As lições dos games sobre foco, recompensas e motivações na vida

Don't Starve
Don't Starve. (Foto: Klei Entertainment)

Em um mundo onde temos acesso instantâneo a uma infinidade de livros, vídeos, filmes, séries, memes e discussões nas redes sociais, a tarefa de “só sentar e se concentrar em algo” parece cada vez mais impossível. Mesmo assim, todos aqueles que são familiares com videogames (qualquer jogo vale, inclusive os de celular) percebem como é fácil focar tanto a ponto de se viciar e se perder dentro das telas.

 (Jezael Melgoza via Unsplash/Reprodução)

Então, fica a dúvida: no turbulento século XXI, como é que videogames conseguem nos prender de forma tão eficaz, enquanto nos imergem em seus universos tão encantadores? Será que dá pra usar esses “segredos” para focar nas tarefas mais chatas do dia a dia?

Esse texto tratará brevemente de alguns elementos como o transtorno de déficit de atenção (mas os efeitos e estudos comentados aqui se aplicam para todos os tipos de pessoas), as filosofias de Game Design que tanto nos prendem aos jogos e então se encerrará comentando algumas teorias da psicologia e da educação, conectando todos os pontos.

Uma das minhas principais inspirações para esse texto foi a seguinte frase do Bruce Lee: “Ao invés de comprar para seus filhos todas as coisas que você nunca teve, você deve ensinar a eles tudo que nunca lhe foi ensinado. Material se desgasta, mas conhecimento perdura.” 

(Yaopey Yong via Unsplash/Reprodução)

Esse conteúdo foi elaborado com ajuda da Psicoterapeuta Comportamental e Mestre em Distúrbios do Desenvolvimento Yara Garzuzi. O conteúdo é dividido nos seguintes capítulos:

  1. Por que sofremos de transtornos como déficit de atenção?
  2. Por que videogames são tão bons em prender nossa atenção e o “Feedback Instantâneo” tem a ver com isso?
  3. O que Game Design nos ensina sobre recompensas e motivação?
  4. De que forma podemos introduzir recompensas na nossa vida?
  5. Capítulo Surpresa. Sem spoilers, hein? Leia tudo antes!

☆ ☆ ☆

LISTA DE EXERCÍCIOS:
1. Liste os títulos de todos os capítulos em que o trecho fornecido diz que o conteúdo está dividido.
2. Responda com base no trecho fornecido:
(a) De quem é a frase apontada como uma das principais inspirações do texto?
(b) Com ajuda de quem o conteúdo foi elaborado, e quais são as qualificações dessa pessoa?
(c) Que tipo de jogo o trecho inclui expressamente entre os que valem?
3. Continue o trecho sobre games, foco e recompensas a partir do ponto em que ele termina.

MATERIAL ARMAZENADO:
☆ ☆ ☆

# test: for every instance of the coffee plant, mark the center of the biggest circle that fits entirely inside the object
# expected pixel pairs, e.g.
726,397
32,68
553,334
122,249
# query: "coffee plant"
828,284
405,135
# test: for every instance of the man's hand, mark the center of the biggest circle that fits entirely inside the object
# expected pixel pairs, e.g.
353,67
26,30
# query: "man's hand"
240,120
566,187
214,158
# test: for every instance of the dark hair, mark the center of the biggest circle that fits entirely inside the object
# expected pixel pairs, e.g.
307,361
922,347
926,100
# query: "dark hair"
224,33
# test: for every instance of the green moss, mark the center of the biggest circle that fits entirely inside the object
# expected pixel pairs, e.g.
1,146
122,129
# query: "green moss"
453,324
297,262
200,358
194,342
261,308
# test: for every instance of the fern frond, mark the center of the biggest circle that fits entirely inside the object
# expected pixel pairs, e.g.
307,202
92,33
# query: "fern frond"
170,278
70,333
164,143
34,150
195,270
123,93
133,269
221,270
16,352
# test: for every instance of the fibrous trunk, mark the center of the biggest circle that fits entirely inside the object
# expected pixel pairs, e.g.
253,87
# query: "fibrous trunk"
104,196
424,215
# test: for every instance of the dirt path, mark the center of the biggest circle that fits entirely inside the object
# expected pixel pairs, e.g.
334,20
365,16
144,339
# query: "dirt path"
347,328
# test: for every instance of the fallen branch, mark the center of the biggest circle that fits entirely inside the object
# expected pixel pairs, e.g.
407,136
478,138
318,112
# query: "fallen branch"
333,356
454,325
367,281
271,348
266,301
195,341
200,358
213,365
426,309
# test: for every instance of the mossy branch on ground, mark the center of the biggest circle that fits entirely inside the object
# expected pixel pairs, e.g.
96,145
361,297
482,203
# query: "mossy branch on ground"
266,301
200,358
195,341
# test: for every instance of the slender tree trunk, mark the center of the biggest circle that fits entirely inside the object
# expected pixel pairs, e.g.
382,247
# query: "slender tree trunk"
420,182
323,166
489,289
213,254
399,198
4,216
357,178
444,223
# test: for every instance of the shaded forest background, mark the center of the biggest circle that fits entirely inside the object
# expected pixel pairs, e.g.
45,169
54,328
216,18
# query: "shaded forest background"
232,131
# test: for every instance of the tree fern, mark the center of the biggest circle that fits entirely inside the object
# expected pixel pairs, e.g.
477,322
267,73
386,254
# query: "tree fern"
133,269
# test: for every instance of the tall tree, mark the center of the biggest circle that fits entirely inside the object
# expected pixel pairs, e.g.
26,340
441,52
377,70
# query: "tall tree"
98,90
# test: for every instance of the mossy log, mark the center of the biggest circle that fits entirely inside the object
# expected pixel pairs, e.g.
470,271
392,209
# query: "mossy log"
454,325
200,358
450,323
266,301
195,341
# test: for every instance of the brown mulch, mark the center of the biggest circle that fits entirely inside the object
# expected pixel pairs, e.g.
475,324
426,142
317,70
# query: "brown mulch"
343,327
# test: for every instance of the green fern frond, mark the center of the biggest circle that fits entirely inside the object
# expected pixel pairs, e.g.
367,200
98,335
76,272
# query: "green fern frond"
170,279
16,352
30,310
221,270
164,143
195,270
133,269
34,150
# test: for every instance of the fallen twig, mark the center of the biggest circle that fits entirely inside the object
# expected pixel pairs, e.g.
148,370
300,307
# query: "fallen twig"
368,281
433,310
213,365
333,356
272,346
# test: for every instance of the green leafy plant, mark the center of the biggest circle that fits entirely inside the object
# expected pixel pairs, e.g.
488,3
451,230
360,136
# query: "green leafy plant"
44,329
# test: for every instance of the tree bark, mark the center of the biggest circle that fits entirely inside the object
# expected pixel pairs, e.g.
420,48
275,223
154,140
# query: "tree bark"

☆ ☆ ☆

RESPOSTAS:
1.
1. Por que sofremos de transtornos como déficit de atenção?
2. Por que videogames são tão bons em prender nossa atenção e o “Feedback Instantâneo” tem a ver com isso?
3. O que Game Design nos ensina sobre recompensas e motivação?
4. De que forma podemos introduzir recompensas na nossa vida?
5. Capítulo Surpresa. Sem spoilers, hein? Leia tudo antes!

2.
(a) De Bruce Lee.
(b) Com ajuda de Yara Garzuzi, psicoterapeuta comportamental e mestre em distúrbios do desenvolvimento.
(c) Os jogos de celular.

3.
Capítulo 1: Por que sofremos de transtornos como déficit de atenção?

Primeiramente, vamos entender um pouco sobre o transtorno conhecido como Déficit de Atenção (DDA). Esse distúrbio é correlacionado diretamente ao córtex pré-frontal do cérebro, e é mais presente em pessoas que possuem códigos genéticos específicos que as tornam propensas a sofrer do transtorno, que é desencadeado por fatores externos como emoções ou comportamentos específicos.

Mas vamos voltar um pouco e tirar alguns estigmas do caminho: “Déficit de Atenção” não significa que há uma falta de atenção, mas sim um excesso, já que as pessoas que sofrem desse transtorno acabam analisando incontáveis elementos simultaneamente.

(Startup Stock Photos via Pexels/Reprodução)

Imagine que é sábado. Você acabou de chegar da padaria, sentou no sofá e decidiu curtir sua assinatura do Globoplay assistindo The Good Doctor. Passam-se 4 minutos e 37 segundos e você começa a se sentir incomodado com o tique-taque do relógio, os motoqueiros passando na rua, o vizinho conversando no telefone, o gotejar da torneira que você abriu para lavar as mãos depois de voltar pra casa, o LED do celular que ficou piscando por conta de uma mensagem não visualizada no WhatsApp, o cheiro de churrasco queimado que o barzinho da esquina faz todo fim de semana… e por aí vai.

São sobre experiências frustrantes e estressantes como essa que a influenciadora americana Jessica McCabe decidiu expor ao mundo como é sofrer e lidar com o Transtorno de Déficit de Atenção e Hiperatividade, através dos seus vídeos do canal “How to ADHD” e em palestras como na sua emocionante apresentação do TED.

Apesar de eu ainda recomendar que todos assistam, pelo bem do tempo vamos sintetizar três dos principais pontos que Jessica trouxe na palestra:

  1. Se uma pessoa com DDA não consegue ficar parado para se concentrar ou se distrai facilmente de algo, a provável razão é porque o cérebro precisa de mais estímulo para focar naquilo, e simplesmente não se sente atraído pela tarefa em questão (seja fazer um trabalho, ver um filme ou assistir uma aula expositiva).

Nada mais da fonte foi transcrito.